Taakomschrijving: Vat de tekst hieronder over godsdienst en cultuur alsjeblieft samen in twee zinnen.

Tekst ter beoordeling:

+---+

Godsdienst en cultuur als voornaamste bepalende factor
We hebben eerder gezien dat een cultuur mede gegrondvest is op metafysische beginselen. Het is daarom moeilijk onderscheid te maken tussen religie en cultuur; mogelijk kan religie als onderdeel van de kernwaarden van een cultuur worden gezien. De islamitische wereld wordt verbonden door een gemeenschappelijke godsdienst die een zeer sterke invloed heeft op de cultuur en zich herhaaldelijk ook rechtstreeks met de cultuur bemoeit, zo worden op het eerste gezicht triviale culturele elementen als muziek, voeding, vrijetijdsbesteding en de wijze van kleden streng gereglementeerd door het soennisme en sji’isme. Het is dus redelijk te veronderstellen dat deze godsdiensten primair bepalend zijn voor de sociale en maatschappelijke structuur.

+---+

Gegevensuittreksels:
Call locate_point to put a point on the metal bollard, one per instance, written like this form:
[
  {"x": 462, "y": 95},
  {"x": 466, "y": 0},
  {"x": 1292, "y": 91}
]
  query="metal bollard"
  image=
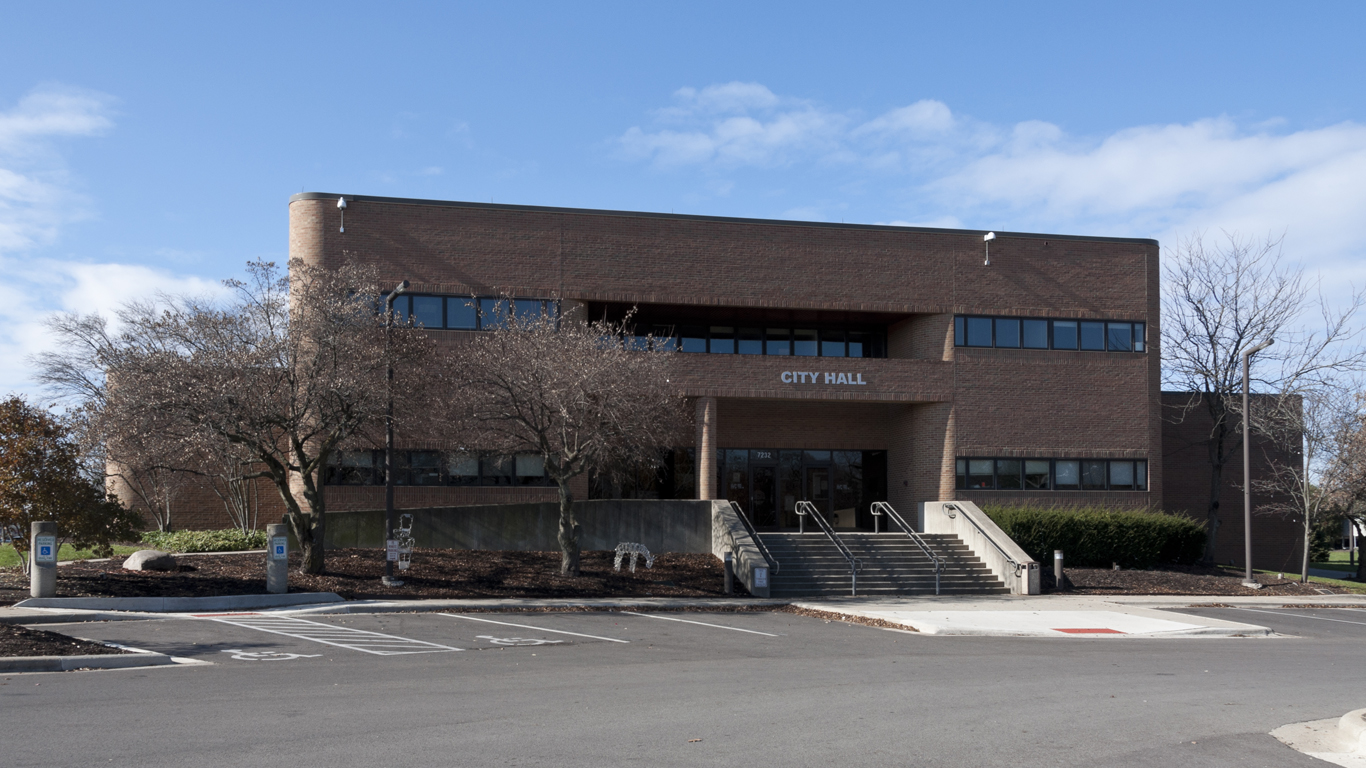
[
  {"x": 43, "y": 560},
  {"x": 277, "y": 559},
  {"x": 730, "y": 574}
]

+---+

Antwoord hieronder: Omdat een cultuur mede op metafysische beginselen rust, is religie moeilijk van cultuur te onderscheiden en kan ze mogelijk als onderdeel van de kernwaarden van een cultuur gelden. In de islamitische wereld reglementeren soennisme en sji'isme zelfs muziek, voeding, vrijetijdsbesteding en kleding streng, zodat het redelijk is aan te nemen dat deze godsdiensten primair bepalend zijn voor de sociale en maatschappelijke structuur.